#### Supplied text
The Eleventh Amendment states: "The Judicial power of the United States shall not be construed to extend to any suit in law or equity, commenced or prosecuted against one of the United States by Citizens of another State, or by Citizens or Subjects of any Foreign State."
Moreover, it is well-established the Eleventh Amendment's prohibition applies not only to states, but also to state agencies. See, e.g., Lucas v. Dep't of Corr., 66 F.3d 245, 248 (9th Cir. 1995) (holding that claims against the California Department of Corrections were barred by state immunity); Durning v. Citibank, 950 F.2d 1419, 1422-23 (9th Cir. 1991) (noting that the Eleventh Amendment bars "federal courts from deciding virtually any case in which a state or the 'arm of a state' is a defendant"). "In the absence of a waiver by the state or a valid congressional override, '[u]nder the Eleventh Amendment, agencies of the state are immune from private damage actions or suits for injunctive relief brought in federal court.'" Dittman, 191 F.3d at 1025 (quoting Mitchell v. L.A. Cmty. College Dist., 861 F.2d 198, 201 (9th Cir. 1989)). Federal courts have consistently held that the CHP is an "arm of the state" for purposes of the Eleventh Amendment, and is thus cloaked in California's sovereign immunity. See, e.g., McCain v. Cal. Highway Patrol, 2011 WL 3439225, at *3 (E.D. Cal. Aug. 4, 2011); Oremus v. Cal. Highway Patrol, 2010 WL 2817072, at *1-2 (E.D. Cal. July 15, 2010); May v. Cal. Highway Patrol, 2010 WL 234868, at *1 (N.D. Cal. Jan. 14, 2010); Townsend v. California, 2010 WL 1644740, at *6 (E.D. Cal. Apr. 21, 2010); Vierria v. Cal. Highway Patrol, 644 F. Supp. 2d 1219, 1232 (E.D. Cal. 2009). Accordingly, Ms. Baker's claims against CHP must be dismissed.

Saved data entries
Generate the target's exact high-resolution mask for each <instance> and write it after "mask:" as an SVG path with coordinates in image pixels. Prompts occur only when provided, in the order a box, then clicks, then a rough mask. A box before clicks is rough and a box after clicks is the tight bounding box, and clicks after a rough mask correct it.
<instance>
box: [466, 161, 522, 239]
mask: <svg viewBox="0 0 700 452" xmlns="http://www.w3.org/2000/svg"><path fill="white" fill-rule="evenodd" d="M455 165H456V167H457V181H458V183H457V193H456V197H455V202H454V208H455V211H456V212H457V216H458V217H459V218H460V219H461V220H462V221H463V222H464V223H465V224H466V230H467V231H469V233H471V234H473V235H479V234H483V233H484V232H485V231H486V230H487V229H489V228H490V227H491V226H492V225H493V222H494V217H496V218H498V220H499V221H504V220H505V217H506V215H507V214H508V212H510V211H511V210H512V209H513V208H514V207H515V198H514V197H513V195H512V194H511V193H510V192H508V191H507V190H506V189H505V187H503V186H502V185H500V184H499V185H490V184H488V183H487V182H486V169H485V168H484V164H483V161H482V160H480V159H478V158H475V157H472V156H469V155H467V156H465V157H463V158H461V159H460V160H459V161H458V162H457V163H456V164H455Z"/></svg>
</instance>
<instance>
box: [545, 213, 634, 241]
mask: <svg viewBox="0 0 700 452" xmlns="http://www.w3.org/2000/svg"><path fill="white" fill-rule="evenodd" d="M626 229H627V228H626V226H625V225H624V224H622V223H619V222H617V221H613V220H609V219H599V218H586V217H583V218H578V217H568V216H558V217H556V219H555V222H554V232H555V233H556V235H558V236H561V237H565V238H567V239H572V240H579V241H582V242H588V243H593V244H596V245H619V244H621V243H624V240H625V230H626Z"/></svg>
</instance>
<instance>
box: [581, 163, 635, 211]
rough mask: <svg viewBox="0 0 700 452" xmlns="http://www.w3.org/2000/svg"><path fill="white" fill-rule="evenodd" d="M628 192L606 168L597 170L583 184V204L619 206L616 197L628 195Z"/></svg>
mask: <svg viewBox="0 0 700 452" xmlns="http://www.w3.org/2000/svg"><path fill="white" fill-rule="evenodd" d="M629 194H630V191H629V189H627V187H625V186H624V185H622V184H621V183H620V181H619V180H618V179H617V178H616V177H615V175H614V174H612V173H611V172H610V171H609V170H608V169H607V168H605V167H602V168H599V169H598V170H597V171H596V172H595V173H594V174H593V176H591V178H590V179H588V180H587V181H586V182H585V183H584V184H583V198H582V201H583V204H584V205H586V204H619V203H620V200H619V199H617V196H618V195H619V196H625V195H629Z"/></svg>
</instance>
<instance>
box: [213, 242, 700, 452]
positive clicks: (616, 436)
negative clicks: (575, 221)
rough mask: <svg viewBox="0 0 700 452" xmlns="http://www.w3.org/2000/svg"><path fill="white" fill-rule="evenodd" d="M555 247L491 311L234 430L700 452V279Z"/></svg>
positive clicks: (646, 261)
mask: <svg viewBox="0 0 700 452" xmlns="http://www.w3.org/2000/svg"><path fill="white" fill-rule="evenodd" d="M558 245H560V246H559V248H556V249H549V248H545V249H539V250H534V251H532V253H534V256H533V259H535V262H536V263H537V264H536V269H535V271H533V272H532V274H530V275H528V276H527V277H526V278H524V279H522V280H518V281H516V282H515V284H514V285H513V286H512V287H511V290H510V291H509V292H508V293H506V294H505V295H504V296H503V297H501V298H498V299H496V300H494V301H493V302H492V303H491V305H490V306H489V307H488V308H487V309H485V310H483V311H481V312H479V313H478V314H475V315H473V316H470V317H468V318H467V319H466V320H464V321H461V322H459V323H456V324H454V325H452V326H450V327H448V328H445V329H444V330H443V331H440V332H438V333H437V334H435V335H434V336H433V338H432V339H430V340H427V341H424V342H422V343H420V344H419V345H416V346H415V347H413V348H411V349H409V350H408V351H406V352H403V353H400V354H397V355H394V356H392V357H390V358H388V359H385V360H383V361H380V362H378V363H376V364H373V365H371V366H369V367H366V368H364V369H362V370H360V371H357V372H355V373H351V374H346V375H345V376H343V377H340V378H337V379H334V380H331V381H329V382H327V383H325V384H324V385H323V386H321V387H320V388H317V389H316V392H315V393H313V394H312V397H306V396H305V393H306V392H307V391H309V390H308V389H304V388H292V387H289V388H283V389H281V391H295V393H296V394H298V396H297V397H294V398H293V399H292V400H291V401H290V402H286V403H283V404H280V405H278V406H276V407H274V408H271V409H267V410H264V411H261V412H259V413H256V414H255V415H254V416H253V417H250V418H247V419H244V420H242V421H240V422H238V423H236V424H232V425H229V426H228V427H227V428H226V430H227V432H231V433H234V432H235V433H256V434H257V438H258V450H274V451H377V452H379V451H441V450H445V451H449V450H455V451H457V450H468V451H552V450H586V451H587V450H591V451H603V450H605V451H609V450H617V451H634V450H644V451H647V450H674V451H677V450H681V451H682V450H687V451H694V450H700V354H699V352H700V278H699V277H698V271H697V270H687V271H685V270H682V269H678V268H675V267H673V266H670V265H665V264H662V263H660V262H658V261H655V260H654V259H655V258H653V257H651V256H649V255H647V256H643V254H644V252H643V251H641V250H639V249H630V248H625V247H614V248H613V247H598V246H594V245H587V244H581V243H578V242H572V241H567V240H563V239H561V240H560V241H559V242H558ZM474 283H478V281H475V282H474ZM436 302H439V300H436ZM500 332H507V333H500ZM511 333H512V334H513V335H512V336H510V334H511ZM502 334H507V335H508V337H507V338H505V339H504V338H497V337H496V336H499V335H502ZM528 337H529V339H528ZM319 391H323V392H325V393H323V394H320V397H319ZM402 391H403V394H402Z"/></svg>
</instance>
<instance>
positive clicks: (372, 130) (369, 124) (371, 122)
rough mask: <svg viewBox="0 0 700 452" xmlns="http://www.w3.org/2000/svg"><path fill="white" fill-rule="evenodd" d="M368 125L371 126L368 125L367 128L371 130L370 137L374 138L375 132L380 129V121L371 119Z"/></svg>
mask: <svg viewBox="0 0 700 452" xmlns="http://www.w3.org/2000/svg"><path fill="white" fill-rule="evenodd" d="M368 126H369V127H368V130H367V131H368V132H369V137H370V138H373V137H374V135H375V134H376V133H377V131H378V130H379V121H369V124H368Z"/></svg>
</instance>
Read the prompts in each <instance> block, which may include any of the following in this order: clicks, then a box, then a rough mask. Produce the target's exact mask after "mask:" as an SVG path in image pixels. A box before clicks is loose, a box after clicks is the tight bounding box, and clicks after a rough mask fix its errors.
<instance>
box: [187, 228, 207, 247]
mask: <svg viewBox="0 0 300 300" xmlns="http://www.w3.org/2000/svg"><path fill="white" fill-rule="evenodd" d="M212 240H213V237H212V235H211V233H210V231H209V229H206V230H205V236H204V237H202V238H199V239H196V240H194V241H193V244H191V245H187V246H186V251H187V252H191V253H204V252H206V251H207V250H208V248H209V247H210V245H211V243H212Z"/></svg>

#### What to work on
1. Pick out every line of the listing that contains the word "positive", and copy each one.
2. Write the next part of the passage on Eleventh Amendment immunity, starting after its last sentence.

#### Replies
1.
positive clicks: (616, 436)
positive clicks: (646, 261)
positive clicks: (372, 130) (369, 124) (371, 122)

2.
Further, immunity under the Eleventh Amendment extends to suits against state officers acting in their official capacities because such suits target the official's office. Will v. Mich. Dep't of State Police, 491 U.S. 58, 71 (1989); see also Halderman, 465 U.S. at 101. Actions against state officials in their official capacities are treated as suits against the State, and are therefore generally barred by the Eleventh Amendment. Hafer v. Melo, 502 U.S. 21, 25 (1991); Holley v. Cal. Dep't. of Corr., 599 F.3d 1108, 1111 (9th Cir. 2010) (holding that for sovereign immunity purposes, a suit against state officials in their official capacities is treated as a suit against the state of California). This principle is applicable to lawsuits against CHP employees in their official capacities. Vierria, 644 F. Supp. 2d at 1232. Here, Plaintiff sued CHP Chiefs Fontana and Becher in their official capacities. SAC ¶¶ 11, 12. Accordingly, to the extent Plaintiff has asserted claims for relief against CHP Chiefs Fontana and Becher in their official capacities, they are shielded by California's sovereign immunity.
In sum, the Eleventh Amendment provides California, the CHP, and CHP Chiefs Fontana and Becher with sovereign immunity from Ms. Baker's civil rights claims, thereby divesting the Court of jurisdiction over them. Thereafter, the Court must GRANT the State Defendant's' Motion to Dismiss this action.
B. Oakland Defendants' Motion to Dismiss
The Oakland Defendants urge the Court to dismiss Ms. Baker's Second Amended Complaint on three grounds. First, they argue that Ms. Baker is not an attorney and cannot represent the Estate of Diallo Sekou Neal, Sr. or the alleged successors in interest to Diallo Sekou Neal, Sr. Second, the Oakland Defendants argue that Ms. Baker's claims brought under § 1983 and § 1985 are time-barred. Third, the Oakland Defendants contend that even if Ms. Baker's claims were timely, they fail to state claims entitling her to relief and must be dismissed pursuant to Rule 12(b)(6).
1. Plaintiff's Standing
The Oakland Defendants first argue that because Ms. Baker is not an attorney, she lacks standing to represent any claims held by the decedent's estate or his successor(s)-in-interest. Oak. Mot. at 4-5. In response to this challenge, on July 25, 2013, Plaintiff filed a letter requesting that the Court allow her to amend her pleading to remove all other plaintiffs except herself from the Second Amended Complaint. Dkt. No. 47.
The California Defendants assert the same argument in their Motion. State Mot. at 8. Thus, the same analysis applies with respect to Ms. Baker's claims asserted against the State Defendants.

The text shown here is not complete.